- _Problem description_: Report how many lines of the records below include the word "wheel". Give nothing but the number.

- _Dataset extract_:
* * * * *
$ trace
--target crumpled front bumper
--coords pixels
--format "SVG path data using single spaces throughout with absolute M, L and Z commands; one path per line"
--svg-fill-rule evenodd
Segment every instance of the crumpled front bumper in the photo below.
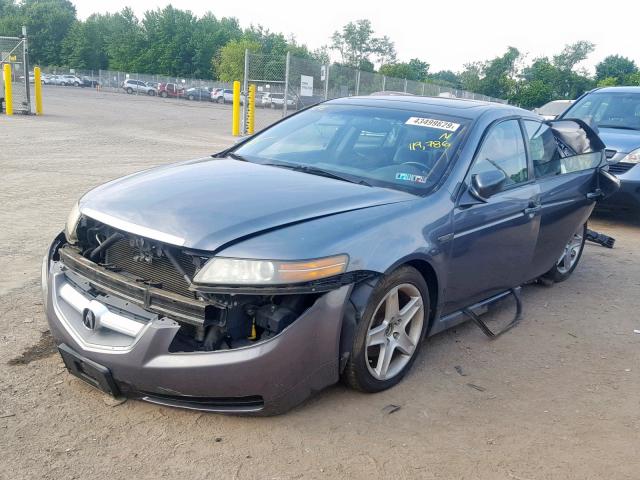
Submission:
M 53 338 L 108 368 L 126 396 L 197 410 L 269 415 L 338 381 L 340 331 L 350 285 L 319 297 L 269 340 L 231 350 L 170 353 L 180 328 L 177 322 L 135 310 L 128 318 L 128 312 L 88 298 L 74 281 L 78 279 L 68 278 L 60 262 L 50 256 L 45 260 L 43 290 Z M 99 312 L 94 332 L 83 324 L 89 302 Z M 124 330 L 117 331 L 118 326 Z

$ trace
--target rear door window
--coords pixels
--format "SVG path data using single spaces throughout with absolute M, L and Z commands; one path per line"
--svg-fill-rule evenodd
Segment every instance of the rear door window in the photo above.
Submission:
M 533 120 L 525 120 L 524 127 L 535 176 L 543 178 L 560 175 L 560 151 L 551 128 Z

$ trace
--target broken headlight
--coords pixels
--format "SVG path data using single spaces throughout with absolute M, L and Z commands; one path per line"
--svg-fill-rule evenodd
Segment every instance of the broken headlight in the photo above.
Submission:
M 80 221 L 80 206 L 78 202 L 73 205 L 67 217 L 67 223 L 64 226 L 64 236 L 67 242 L 74 244 L 78 242 L 78 222 Z
M 347 255 L 314 260 L 279 261 L 214 257 L 196 274 L 195 283 L 214 285 L 288 285 L 344 273 Z

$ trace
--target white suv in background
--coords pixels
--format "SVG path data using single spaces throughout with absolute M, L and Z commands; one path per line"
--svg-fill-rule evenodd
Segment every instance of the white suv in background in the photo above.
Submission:
M 154 96 L 158 93 L 155 88 L 149 86 L 142 80 L 132 80 L 130 78 L 122 82 L 122 89 L 130 95 L 132 93 L 143 93 Z
M 233 103 L 233 90 L 230 88 L 214 88 L 211 90 L 211 101 L 218 103 Z

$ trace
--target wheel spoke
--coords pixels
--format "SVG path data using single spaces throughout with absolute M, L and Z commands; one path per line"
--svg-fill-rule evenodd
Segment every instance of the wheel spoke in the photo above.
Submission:
M 367 347 L 373 347 L 374 345 L 383 344 L 387 337 L 384 332 L 387 329 L 387 323 L 383 322 L 381 325 L 372 328 L 367 332 Z
M 395 344 L 387 342 L 380 347 L 380 354 L 378 355 L 378 363 L 376 364 L 376 374 L 378 378 L 384 379 L 389 371 L 389 365 L 391 365 L 391 358 L 393 357 L 393 351 L 396 349 Z
M 405 355 L 411 355 L 416 348 L 416 344 L 413 343 L 413 340 L 407 335 L 404 330 L 399 332 L 398 338 L 396 339 L 397 349 L 400 350 Z
M 400 310 L 400 326 L 402 327 L 403 331 L 407 327 L 409 322 L 413 320 L 413 317 L 416 316 L 416 313 L 420 311 L 421 307 L 422 299 L 420 297 L 411 297 L 411 300 L 409 300 L 407 304 L 402 307 L 402 310 Z
M 571 249 L 567 249 L 567 251 L 565 252 L 564 259 L 562 261 L 562 265 L 567 270 L 569 270 L 571 268 Z
M 398 287 L 394 288 L 387 295 L 384 302 L 384 319 L 389 321 L 400 312 L 400 299 L 398 298 Z

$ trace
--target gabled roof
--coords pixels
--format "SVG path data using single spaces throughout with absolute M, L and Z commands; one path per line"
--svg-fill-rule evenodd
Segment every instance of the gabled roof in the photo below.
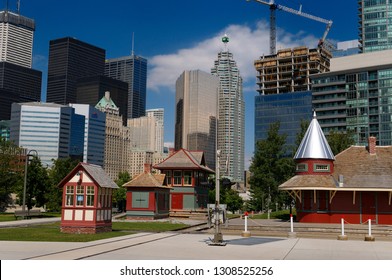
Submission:
M 376 154 L 364 146 L 351 146 L 336 156 L 334 177 L 343 175 L 344 188 L 392 189 L 392 146 L 376 146 Z
M 81 169 L 84 170 L 90 179 L 100 187 L 112 189 L 118 188 L 117 184 L 112 179 L 110 179 L 101 166 L 85 162 L 80 162 L 70 173 L 68 173 L 67 176 L 65 176 L 63 180 L 61 180 L 58 186 L 63 186 L 65 183 L 71 180 L 73 176 L 75 176 L 76 172 L 80 171 Z
M 215 173 L 205 165 L 204 152 L 178 150 L 173 155 L 154 166 L 155 169 L 198 169 Z
M 134 179 L 125 183 L 123 187 L 159 187 L 159 188 L 171 188 L 168 186 L 163 186 L 165 181 L 165 174 L 151 174 L 151 173 L 141 173 L 137 175 Z
M 316 112 L 310 122 L 305 136 L 295 153 L 294 159 L 329 159 L 335 157 L 329 147 L 328 141 L 316 119 Z

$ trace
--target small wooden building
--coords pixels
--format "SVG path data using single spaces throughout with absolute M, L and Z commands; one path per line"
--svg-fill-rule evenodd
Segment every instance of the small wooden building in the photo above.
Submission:
M 63 189 L 61 232 L 112 230 L 112 193 L 118 186 L 102 167 L 79 163 L 58 186 Z
M 297 221 L 392 224 L 392 146 L 351 146 L 336 157 L 314 117 L 294 157 L 296 175 L 279 186 Z
M 164 174 L 152 174 L 151 165 L 144 173 L 125 183 L 127 188 L 127 219 L 162 219 L 170 213 L 170 189 L 164 185 Z
M 181 149 L 154 168 L 166 175 L 165 185 L 173 187 L 171 211 L 206 209 L 208 176 L 215 172 L 206 166 L 204 152 Z

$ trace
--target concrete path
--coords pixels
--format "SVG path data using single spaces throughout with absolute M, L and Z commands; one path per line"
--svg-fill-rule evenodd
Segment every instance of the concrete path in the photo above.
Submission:
M 0 241 L 2 260 L 392 260 L 392 242 L 138 233 L 86 243 Z
M 56 222 L 59 218 L 2 222 L 0 227 Z M 243 221 L 231 221 L 231 225 Z M 266 223 L 263 221 L 263 223 Z M 269 221 L 273 223 L 273 221 Z M 275 222 L 276 224 L 276 222 Z M 335 225 L 336 226 L 336 225 Z M 325 225 L 328 228 L 328 225 Z M 204 233 L 137 233 L 93 242 L 0 241 L 1 260 L 392 260 L 392 242 L 286 238 L 224 233 L 226 246 L 209 246 Z

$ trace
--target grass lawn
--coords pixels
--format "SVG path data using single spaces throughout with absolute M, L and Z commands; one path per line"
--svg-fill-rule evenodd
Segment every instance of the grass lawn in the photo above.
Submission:
M 33 219 L 39 218 L 52 218 L 52 217 L 61 217 L 61 213 L 42 213 L 41 217 L 33 217 Z M 21 218 L 19 218 L 20 220 Z M 15 221 L 14 213 L 0 213 L 0 222 L 8 222 Z
M 13 216 L 12 216 L 13 218 Z M 137 231 L 161 232 L 186 227 L 168 222 L 113 222 L 113 231 L 99 234 L 69 234 L 60 232 L 60 223 L 18 228 L 0 228 L 2 241 L 88 242 L 132 234 Z

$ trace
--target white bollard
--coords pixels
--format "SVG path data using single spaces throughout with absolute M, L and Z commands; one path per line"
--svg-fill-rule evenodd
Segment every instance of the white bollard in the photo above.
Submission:
M 374 236 L 372 236 L 372 220 L 369 219 L 368 222 L 369 222 L 369 234 L 365 235 L 365 241 L 374 241 L 376 239 L 374 238 Z
M 344 219 L 341 219 L 341 224 L 342 224 L 342 234 L 338 235 L 338 240 L 347 240 L 347 236 L 344 235 Z
M 297 238 L 297 234 L 294 232 L 293 215 L 290 214 L 290 232 L 288 234 L 289 238 Z
M 244 217 L 245 217 L 245 230 L 242 232 L 241 236 L 242 237 L 250 237 L 251 234 L 248 231 L 248 212 L 245 212 Z

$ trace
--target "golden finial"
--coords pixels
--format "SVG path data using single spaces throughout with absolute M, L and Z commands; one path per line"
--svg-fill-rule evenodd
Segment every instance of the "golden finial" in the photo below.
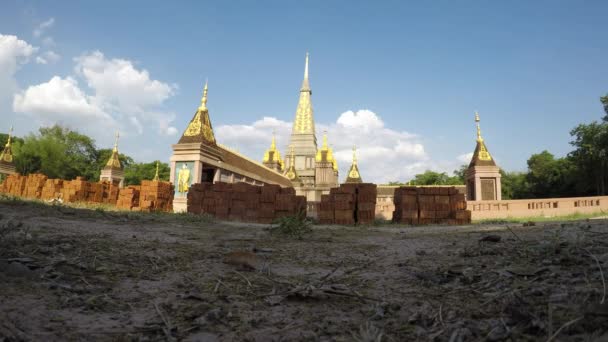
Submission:
M 13 137 L 13 126 L 11 125 L 11 129 L 8 130 L 8 141 L 6 142 L 6 147 L 11 146 L 11 138 Z
M 120 138 L 120 133 L 116 131 L 115 140 L 114 140 L 114 152 L 118 151 L 118 138 Z
M 290 167 L 295 167 L 296 166 L 296 156 L 295 156 L 295 150 L 293 149 L 293 145 L 289 145 L 289 165 Z
M 357 146 L 353 145 L 353 165 L 357 165 Z
M 270 150 L 272 150 L 272 151 L 277 149 L 276 135 L 277 135 L 277 131 L 275 129 L 273 129 L 272 130 L 272 142 L 270 143 Z
M 159 162 L 157 160 L 156 161 L 156 173 L 154 174 L 154 179 L 153 179 L 156 182 L 158 182 L 160 180 L 160 177 L 158 176 L 158 165 L 159 165 Z
M 306 64 L 304 65 L 304 78 L 308 78 L 308 51 L 306 51 Z
M 198 108 L 199 110 L 207 110 L 207 90 L 209 80 L 205 80 L 205 88 L 203 88 L 203 98 L 201 99 L 201 106 Z
M 483 141 L 481 137 L 481 128 L 479 127 L 479 113 L 475 111 L 475 123 L 477 124 L 477 141 Z

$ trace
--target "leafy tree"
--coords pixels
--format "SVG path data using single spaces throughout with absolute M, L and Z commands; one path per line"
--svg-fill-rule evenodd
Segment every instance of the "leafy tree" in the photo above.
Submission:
* * * * *
- _Exercise solution_: 2